## What to do
Every line of the material is to be repeated exactly as it stands.

::: Data supplied

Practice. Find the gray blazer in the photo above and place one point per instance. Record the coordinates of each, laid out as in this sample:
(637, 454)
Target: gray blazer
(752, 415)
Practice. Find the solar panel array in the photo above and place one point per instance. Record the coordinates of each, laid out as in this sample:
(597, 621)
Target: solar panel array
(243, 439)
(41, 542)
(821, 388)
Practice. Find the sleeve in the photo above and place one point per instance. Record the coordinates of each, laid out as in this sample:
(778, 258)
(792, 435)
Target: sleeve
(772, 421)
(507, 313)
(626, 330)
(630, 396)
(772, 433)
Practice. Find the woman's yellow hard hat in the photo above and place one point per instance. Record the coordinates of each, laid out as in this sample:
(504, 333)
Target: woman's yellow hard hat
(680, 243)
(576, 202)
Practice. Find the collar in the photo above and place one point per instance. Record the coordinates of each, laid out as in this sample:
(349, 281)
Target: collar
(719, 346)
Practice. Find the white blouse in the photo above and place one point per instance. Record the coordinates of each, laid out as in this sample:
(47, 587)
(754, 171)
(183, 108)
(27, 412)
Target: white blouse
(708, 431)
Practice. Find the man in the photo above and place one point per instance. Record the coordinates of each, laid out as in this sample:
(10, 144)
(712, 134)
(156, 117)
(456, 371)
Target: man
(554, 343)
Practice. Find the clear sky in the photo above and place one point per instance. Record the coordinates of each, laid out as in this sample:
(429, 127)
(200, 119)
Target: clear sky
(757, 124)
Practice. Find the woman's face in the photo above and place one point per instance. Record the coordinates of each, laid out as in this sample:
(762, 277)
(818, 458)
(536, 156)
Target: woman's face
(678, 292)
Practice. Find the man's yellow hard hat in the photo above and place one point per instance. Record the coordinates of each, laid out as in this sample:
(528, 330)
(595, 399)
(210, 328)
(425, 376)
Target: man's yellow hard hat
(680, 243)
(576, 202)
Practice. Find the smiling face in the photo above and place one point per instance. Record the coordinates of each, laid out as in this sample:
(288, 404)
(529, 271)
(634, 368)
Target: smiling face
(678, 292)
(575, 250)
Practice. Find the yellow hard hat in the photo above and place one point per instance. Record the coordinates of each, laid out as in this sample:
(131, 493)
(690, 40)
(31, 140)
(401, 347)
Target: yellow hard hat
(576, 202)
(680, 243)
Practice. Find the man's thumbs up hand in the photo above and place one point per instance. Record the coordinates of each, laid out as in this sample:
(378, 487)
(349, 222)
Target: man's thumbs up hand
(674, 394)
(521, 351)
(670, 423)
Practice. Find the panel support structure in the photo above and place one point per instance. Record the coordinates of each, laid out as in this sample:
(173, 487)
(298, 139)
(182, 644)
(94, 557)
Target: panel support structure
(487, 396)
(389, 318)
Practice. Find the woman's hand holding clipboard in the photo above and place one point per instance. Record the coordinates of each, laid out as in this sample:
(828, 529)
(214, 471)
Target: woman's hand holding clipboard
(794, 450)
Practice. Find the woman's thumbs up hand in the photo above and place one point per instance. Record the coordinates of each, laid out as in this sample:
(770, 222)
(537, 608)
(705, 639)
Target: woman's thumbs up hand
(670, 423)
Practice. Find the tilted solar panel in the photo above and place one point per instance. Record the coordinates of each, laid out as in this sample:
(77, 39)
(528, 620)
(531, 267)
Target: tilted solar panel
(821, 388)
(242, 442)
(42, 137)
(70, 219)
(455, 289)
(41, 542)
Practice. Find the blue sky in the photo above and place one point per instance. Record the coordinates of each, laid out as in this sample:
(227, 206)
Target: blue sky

::::::

## Task output
Practice. Find the gray blazer in the photo above and place one point per instance. Record the coordinates of each, laid out as in this sample:
(637, 454)
Target: gray blazer
(752, 415)
Practice. Find the solar panel array in the photo above and place one point per instance. Record the coordinates of each, laid out as in this sample:
(597, 621)
Target: solar panel array
(243, 439)
(41, 542)
(821, 388)
Practice. Find the sleeve in the photo above and place one point per instance. Record the coordinates of each, laid out as in this sample:
(778, 258)
(792, 435)
Target: sleeve
(772, 421)
(507, 313)
(626, 330)
(630, 396)
(772, 433)
Practice. Find the woman's yellow hard hat in the photo above and place one point per instance. Record the coordinates of each, laid out as in this sample:
(504, 333)
Target: woman's yellow hard hat
(680, 243)
(576, 202)
Practice. Find the collar in the photo above and place one point per instance. Record the coordinates of each, laid out as in this sample:
(349, 281)
Target: collar
(719, 346)
Practice. Find the white blouse in the photo above and place one point per instance. Record the coordinates of each, laid out as in this sample:
(47, 587)
(754, 171)
(183, 108)
(27, 412)
Target: white blouse
(708, 431)
Practice. Find the man in the photo above and place one point per instance. Record the coordinates of each, laid out as in this sample:
(10, 144)
(712, 134)
(156, 117)
(456, 371)
Target: man
(554, 343)
Practice. Find the clear sky in the photo above and place one point per instance. Record the coordinates of each, laid out as in this sample:
(429, 127)
(200, 119)
Target: clear sky
(757, 124)
Practice. Find the woman's face in the photo above and place one point per instance. Record the coordinates of each, laid out as in this sample:
(762, 277)
(818, 458)
(536, 156)
Target: woman's face
(678, 292)
Practice. Find the man's yellow hard hat in the photo above and place one point per instance. Record the coordinates of each, laid out as in this sample:
(528, 330)
(595, 399)
(210, 328)
(425, 376)
Target: man's yellow hard hat
(680, 243)
(576, 202)
Practice. Find the smiling face in the photo above and place one point per instance. Record the coordinates of each, laid out as in this sample:
(288, 404)
(529, 271)
(634, 368)
Target: smiling face
(678, 292)
(575, 250)
Practice. Find the yellow hard hat in the photo above and place one point per instance. Record the coordinates of each, laid out as in this sample:
(131, 493)
(690, 40)
(31, 140)
(401, 347)
Target: yellow hard hat
(576, 202)
(680, 243)
Practice. Find the man's thumbs up hand in the photo above and place one point per instance. Record the coordinates of each, laid out as in this sample:
(378, 487)
(349, 222)
Target: man's thumbs up hand
(674, 394)
(521, 351)
(670, 423)
Practice. Find the panel support structure in the photo above and place one point per instance. Record the coordinates of each, laid out as in this sample:
(173, 487)
(298, 139)
(182, 644)
(94, 557)
Target: panel support structure
(487, 396)
(389, 318)
Practice. Find the woman's hand holding clipboard in the photo above and place one point per instance. Record the coordinates of each, laid out as in this sample:
(828, 529)
(214, 471)
Target: woman's hand holding clipboard
(794, 450)
Practice. Find the woman's thumbs up hand in the photo above and place one point per instance. Record the coordinates of each, laid out as in this sample:
(770, 222)
(537, 608)
(705, 639)
Target: woman's thumbs up hand
(670, 423)
Practice. Find the tilted solar panel in the photo above and place one point per instance. Record the coordinates of each, laid out as in this sample:
(77, 39)
(528, 620)
(531, 267)
Target: tilted solar panel
(821, 388)
(242, 442)
(42, 137)
(70, 219)
(455, 289)
(41, 542)
Practice. Find the blue sky in the photo above and place one point per instance. Record the coordinates of each, laid out as in this sample:
(227, 206)
Target: blue sky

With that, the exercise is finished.